** Task brief **
Find the string "elderly" in the data, and copy out each line that has it.

Available data: Begin

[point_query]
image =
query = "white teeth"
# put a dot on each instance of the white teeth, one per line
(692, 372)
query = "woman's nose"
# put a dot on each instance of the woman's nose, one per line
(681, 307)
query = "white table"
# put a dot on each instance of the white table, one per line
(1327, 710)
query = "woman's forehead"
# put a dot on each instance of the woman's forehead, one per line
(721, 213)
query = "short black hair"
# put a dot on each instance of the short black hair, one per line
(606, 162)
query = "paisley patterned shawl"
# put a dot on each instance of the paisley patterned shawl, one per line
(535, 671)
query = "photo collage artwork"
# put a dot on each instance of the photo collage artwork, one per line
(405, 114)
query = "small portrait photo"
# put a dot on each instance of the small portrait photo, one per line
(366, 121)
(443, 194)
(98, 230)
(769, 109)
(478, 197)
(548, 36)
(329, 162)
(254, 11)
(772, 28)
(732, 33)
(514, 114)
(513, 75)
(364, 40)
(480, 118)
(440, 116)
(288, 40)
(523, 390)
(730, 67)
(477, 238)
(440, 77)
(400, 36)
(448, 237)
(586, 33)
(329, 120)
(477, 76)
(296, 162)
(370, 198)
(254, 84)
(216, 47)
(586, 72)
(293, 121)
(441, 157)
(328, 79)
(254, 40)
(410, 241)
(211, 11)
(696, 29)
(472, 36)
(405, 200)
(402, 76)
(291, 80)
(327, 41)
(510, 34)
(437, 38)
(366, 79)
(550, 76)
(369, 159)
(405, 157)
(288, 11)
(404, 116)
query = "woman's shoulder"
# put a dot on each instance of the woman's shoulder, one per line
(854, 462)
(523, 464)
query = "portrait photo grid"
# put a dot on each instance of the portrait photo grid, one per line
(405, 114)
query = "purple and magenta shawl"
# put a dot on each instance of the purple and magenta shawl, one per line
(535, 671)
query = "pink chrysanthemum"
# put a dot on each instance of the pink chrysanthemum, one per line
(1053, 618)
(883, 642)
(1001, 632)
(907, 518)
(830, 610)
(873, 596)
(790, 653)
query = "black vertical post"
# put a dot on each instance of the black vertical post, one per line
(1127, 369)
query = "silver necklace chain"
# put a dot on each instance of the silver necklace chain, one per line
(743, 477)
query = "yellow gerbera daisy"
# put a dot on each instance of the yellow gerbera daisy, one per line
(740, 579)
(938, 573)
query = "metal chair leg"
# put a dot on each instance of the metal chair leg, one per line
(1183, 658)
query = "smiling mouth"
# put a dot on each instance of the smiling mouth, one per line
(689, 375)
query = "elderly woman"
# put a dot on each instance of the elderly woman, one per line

Available data: End

** Task result **
query = "elderly woman"
# put a dot on each instance of the elderly woman, one per line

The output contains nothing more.